TASK PROMPT:
Output only the span of lines that begins at the line containing "of the pine" and ends at the last line of the data, both included, exactly as they appear.

INFORMATION SUPPLIED:
┌────────

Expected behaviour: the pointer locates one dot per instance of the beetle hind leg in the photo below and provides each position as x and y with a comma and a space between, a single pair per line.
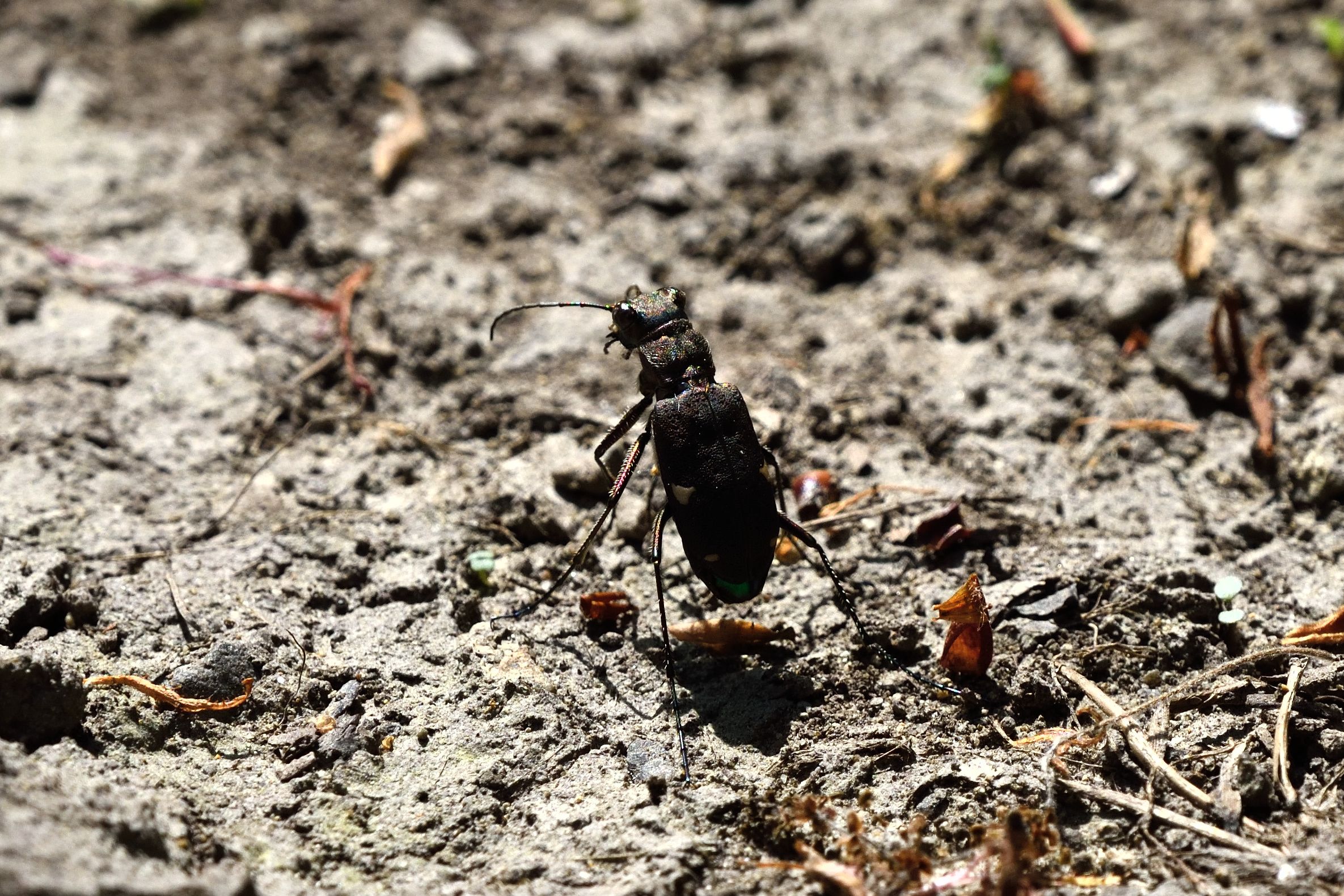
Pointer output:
844, 602
656, 555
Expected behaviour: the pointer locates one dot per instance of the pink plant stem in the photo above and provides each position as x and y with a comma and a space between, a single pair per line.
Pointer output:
151, 276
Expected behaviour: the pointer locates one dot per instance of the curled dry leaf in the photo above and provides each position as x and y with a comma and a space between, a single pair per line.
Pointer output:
605, 606
1135, 343
1072, 28
393, 150
722, 636
844, 879
1195, 252
943, 529
971, 644
1327, 633
170, 696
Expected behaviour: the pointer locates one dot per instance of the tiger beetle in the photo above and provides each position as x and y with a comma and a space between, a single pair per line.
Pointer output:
724, 488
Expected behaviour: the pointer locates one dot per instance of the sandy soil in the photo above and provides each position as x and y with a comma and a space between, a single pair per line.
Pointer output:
767, 158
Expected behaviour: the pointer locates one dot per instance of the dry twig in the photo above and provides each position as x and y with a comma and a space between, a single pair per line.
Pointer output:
168, 695
1281, 762
1248, 375
394, 148
1143, 808
1143, 425
1142, 747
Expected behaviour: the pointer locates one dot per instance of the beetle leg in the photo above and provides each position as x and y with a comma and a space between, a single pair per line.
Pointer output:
615, 434
847, 607
623, 479
784, 508
656, 555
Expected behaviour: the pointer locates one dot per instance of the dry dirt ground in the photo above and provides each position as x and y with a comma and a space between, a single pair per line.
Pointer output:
768, 159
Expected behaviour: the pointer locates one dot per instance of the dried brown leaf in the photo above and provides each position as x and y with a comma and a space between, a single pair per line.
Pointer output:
394, 148
1258, 402
971, 644
605, 606
170, 696
724, 635
844, 879
1327, 633
1072, 28
1195, 252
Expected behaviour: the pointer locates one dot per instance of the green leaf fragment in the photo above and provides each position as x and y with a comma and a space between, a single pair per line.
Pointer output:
1331, 31
481, 563
1227, 588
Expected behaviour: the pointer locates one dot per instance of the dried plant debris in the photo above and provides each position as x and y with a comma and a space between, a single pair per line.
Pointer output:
943, 529
814, 491
1197, 245
605, 606
1072, 30
1246, 374
170, 696
726, 636
971, 644
1019, 853
1139, 424
336, 305
1327, 633
1014, 108
395, 146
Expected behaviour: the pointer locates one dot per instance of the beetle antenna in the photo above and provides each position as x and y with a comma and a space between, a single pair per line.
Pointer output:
519, 308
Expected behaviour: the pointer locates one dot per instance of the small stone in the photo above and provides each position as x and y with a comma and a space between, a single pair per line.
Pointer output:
1280, 120
667, 191
647, 759
1114, 181
831, 245
217, 676
1143, 294
44, 701
1051, 605
272, 33
23, 66
1181, 350
346, 700
436, 52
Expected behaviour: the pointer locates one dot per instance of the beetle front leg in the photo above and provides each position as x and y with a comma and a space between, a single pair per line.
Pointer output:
623, 479
619, 430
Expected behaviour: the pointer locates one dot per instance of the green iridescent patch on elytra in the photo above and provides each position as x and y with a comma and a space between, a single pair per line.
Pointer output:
739, 590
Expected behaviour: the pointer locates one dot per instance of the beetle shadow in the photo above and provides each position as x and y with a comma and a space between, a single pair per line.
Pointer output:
742, 701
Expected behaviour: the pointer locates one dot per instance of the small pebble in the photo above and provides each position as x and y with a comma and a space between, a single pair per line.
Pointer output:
436, 52
1114, 181
1280, 120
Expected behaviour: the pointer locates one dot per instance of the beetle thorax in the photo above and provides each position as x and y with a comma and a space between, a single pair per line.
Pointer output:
675, 363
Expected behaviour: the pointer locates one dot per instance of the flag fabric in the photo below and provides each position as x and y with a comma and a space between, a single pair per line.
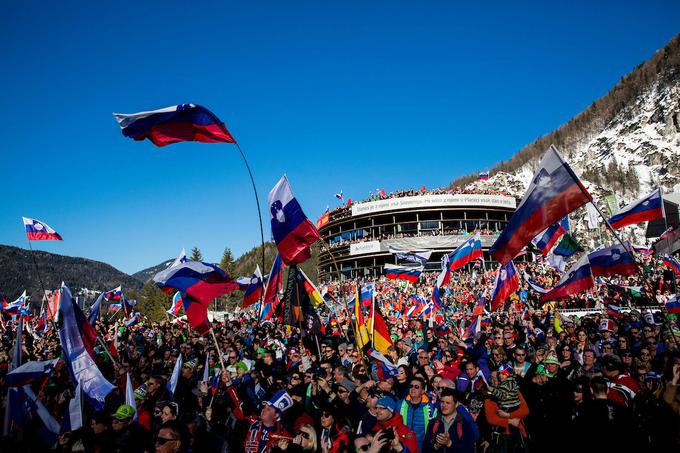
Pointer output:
673, 305
614, 311
614, 260
507, 282
468, 251
548, 237
95, 310
114, 294
642, 210
293, 232
174, 378
568, 246
578, 279
253, 292
409, 274
671, 263
73, 419
174, 124
37, 230
199, 281
30, 372
176, 304
418, 257
130, 395
74, 343
554, 192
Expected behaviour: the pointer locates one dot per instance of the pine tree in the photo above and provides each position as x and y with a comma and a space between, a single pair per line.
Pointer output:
196, 254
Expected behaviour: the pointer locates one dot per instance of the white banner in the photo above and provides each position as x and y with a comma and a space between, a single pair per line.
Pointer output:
431, 201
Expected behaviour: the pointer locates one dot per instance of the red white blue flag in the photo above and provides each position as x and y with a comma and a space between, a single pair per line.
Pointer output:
468, 251
40, 231
614, 260
293, 232
548, 237
577, 279
174, 124
554, 192
642, 210
409, 274
507, 282
253, 293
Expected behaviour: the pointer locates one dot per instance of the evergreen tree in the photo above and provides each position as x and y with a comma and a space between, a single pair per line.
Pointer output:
196, 254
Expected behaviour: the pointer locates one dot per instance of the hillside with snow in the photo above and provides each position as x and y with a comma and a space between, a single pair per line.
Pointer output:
626, 143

└────────

TASK OUTPUT:
Expected behaviour: the pointer locates one dot per instance of the pine tree in the photo above and provides each position as x and y with a comma and a space between, a single pair per line.
Pointer output:
196, 254
Expected behaviour: the pointer locates one dot per instance of the white banner in the photo above and provides each position as x and y with a comma and a space between, a single pair per line.
Pointer output:
431, 201
Expected behaviour: the pointer locates one dot per instance of the red white blue flag in the photo above and provides each position as x and y with a comma and a space between, a single pair per line.
Pointer output:
468, 251
40, 231
614, 260
293, 232
548, 237
577, 279
174, 124
554, 192
642, 210
409, 274
507, 282
253, 293
Expected behaviour: the pointer locates one dot per instance of the evergreen tree in the photo above and provides each position as x and y with a comma and a space between, a single pair per line.
Pointer output:
196, 254
Expected behaviour: the pointer locates one dot per instance of the hillside with snow in the photo above and provides each position as x and y with a comma and a space between, a single pair per line.
Pointer output:
626, 143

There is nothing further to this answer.